▶ [PROVIDED RECORDS]:
==================================================
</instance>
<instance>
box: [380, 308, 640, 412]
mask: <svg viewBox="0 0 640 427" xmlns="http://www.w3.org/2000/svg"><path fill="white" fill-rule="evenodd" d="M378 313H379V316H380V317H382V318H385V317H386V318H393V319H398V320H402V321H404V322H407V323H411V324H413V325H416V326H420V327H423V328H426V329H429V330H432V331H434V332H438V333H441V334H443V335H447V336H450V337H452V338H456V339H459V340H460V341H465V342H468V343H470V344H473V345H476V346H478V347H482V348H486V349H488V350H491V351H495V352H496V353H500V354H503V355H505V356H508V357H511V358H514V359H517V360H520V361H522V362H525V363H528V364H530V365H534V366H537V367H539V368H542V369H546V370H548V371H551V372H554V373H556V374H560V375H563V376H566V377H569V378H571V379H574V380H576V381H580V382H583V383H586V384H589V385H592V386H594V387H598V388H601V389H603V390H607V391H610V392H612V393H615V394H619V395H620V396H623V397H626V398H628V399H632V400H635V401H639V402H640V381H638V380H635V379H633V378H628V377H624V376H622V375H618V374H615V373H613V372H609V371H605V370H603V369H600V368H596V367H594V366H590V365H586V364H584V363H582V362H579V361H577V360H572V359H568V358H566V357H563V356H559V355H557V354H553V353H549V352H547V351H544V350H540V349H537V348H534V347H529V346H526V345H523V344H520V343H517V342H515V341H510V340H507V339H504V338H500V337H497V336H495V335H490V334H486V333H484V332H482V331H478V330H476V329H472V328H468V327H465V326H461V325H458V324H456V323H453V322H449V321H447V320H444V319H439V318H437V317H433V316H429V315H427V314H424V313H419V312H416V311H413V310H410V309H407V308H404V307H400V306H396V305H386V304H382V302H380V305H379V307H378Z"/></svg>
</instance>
==================================================
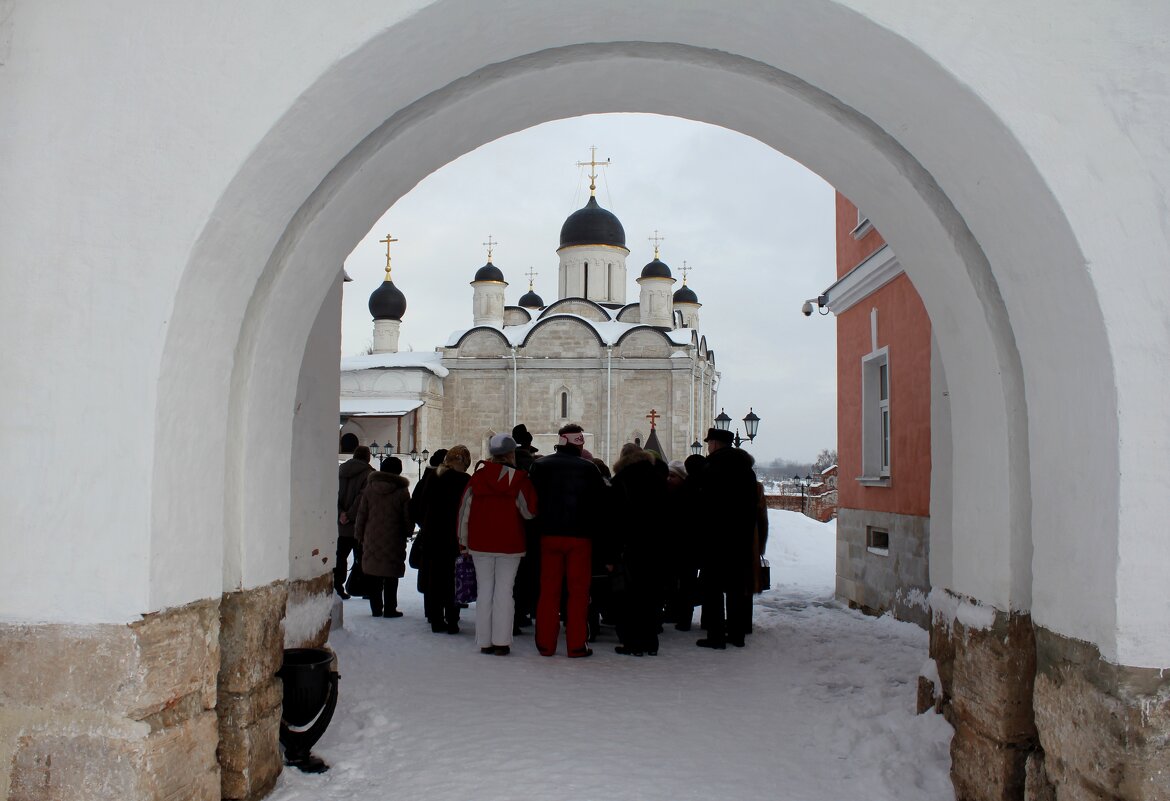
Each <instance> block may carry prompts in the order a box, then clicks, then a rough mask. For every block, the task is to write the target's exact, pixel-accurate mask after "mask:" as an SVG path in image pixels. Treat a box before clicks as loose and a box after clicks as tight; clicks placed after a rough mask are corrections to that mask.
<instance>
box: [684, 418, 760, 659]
==================================================
An exact copy of the lines above, from the one containing "Each <instance> block" down to the one containing "box: [684, 418, 760, 659]" and including both, is the whole answer; retype it and nothing else.

▶ [SOLUTION]:
Each <instance> block may carry prompts in the order a box, then clicks, then a rough mask. For every block, the task is to write the target's exact, pixel-accurate mask after "mask:" as an SVG path in image pixels. Treat a box before clicks as loose and a box after clicks as tight; clicks placed after a rough mask are corrections to that mask.
<instance>
box: [684, 418, 760, 659]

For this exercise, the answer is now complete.